* ТЕКСТ ДЛЯ ЧТЕНИЯ:

А дальше, у палатки 14-го медсанбата, лежали бессильные от истощения бойцы. А их товарищи почти в таком же состоянии твердо стоят на переднем крае, удерживают оборону, отстаивают «пятачок» и превращают укрепления Ленинграда в неприступную твердыню. Все новые попытки противника прорваться в город, все его атаки полностью отбиты.

Армия в блокаде сопротивляется, бьет, изматывает врага и все переносит, раскрыв перед всем миром свою мощь и несгибаемую волю.

* * *

Наконец добрался до землянки начальника политотдела бригады Репина. Едва доволочил отяжелевшие ноги и повалился на кровать. Репина нет, он где-то на передовой.

В соседнем помещении звенит посудой солдат. Он иногда заглядывает в дверь и молча смотрит на меня. Очевидно, я страшен. Хочу подняться — и не могу, такая слабость. Это хуже, чем усталость, это похоже на отравление. Уже месяц, как мы питаемся в столовой штаба армия так недостаточно, что это наконец сказалось; три раза в день комочек каши с детский кулачок, ложка жиру и два кусочка хлеба в 300 граммов. И это все! Но и бойцы передовой получают немногим больше.

Беру со столика у Репина ручное зеркало, и на меня [263] смотрит утомленный, старый, обрюзгший человек: щеки на скулах вспухли, больные веки налились водой, и их края имеют противный желтый цвет. На днях было немного горько, когда услышал: «Папаша, вам уже полста?»

Печурка греет, и даже сладко забытье и свое бессилие. По телефону Репин приказал, чтобы меня накормили, а сам обещал быть только ночью. Незаметно я погрузился в крепкий сон, и Репин, возвратясь, не разбудил меня, хотя, оказывается, я заснул на его постели. Утром получил от него партбилет. Его поздравления и весьма скромный завтрак были торжественны, как в детстве дни именин.

* ИСХОДНЫЕ ДАННЫЕ:

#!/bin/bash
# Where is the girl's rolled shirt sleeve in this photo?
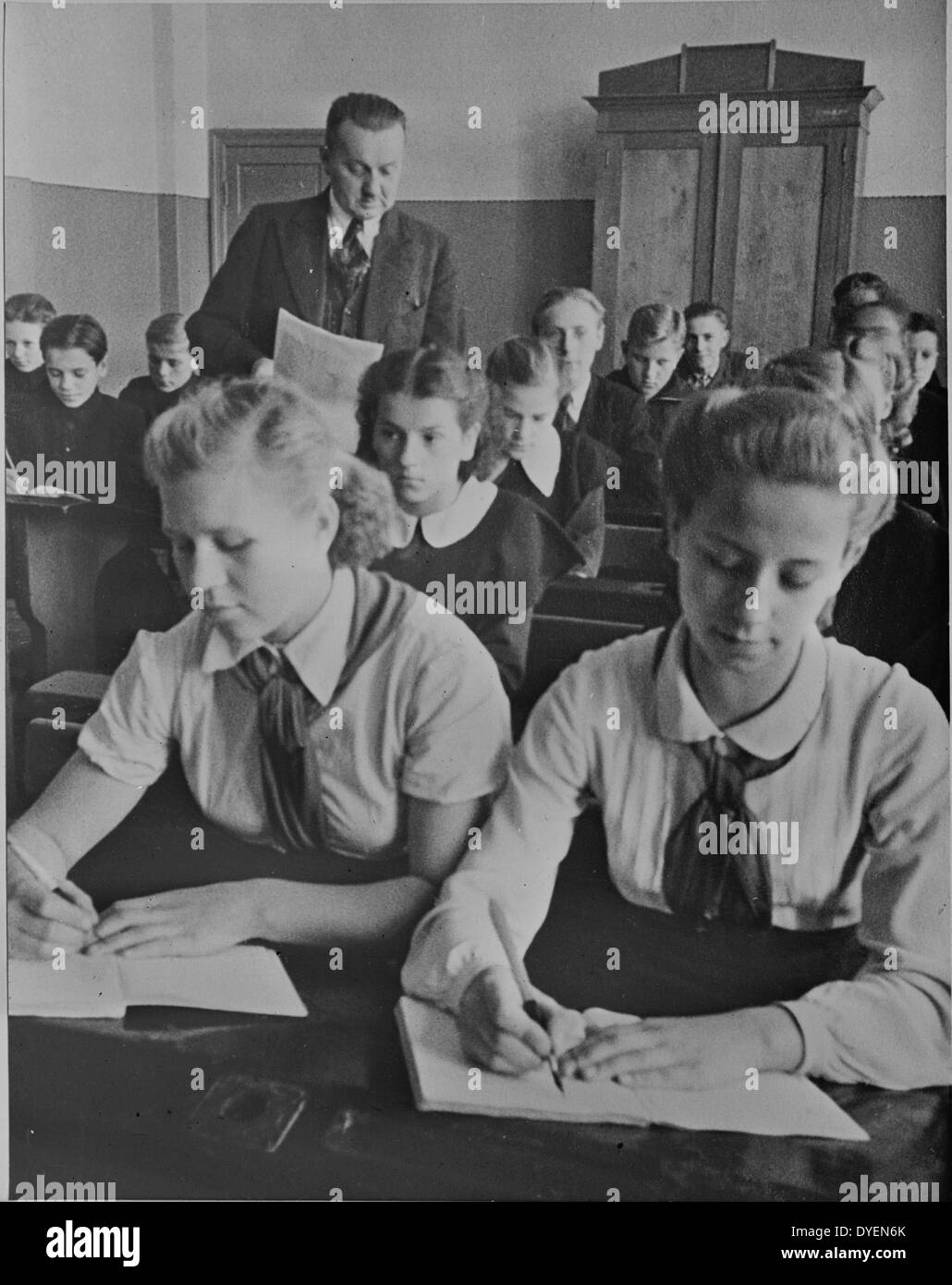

* ЦЕЛЬ УПРАЖНЕНИЯ: Прочитайте текст о блокаде Ленинграда и ответьте, что Репин вручил утром.

* РЕЗУЛЬТАТ: Утром Репин вручил партбилет.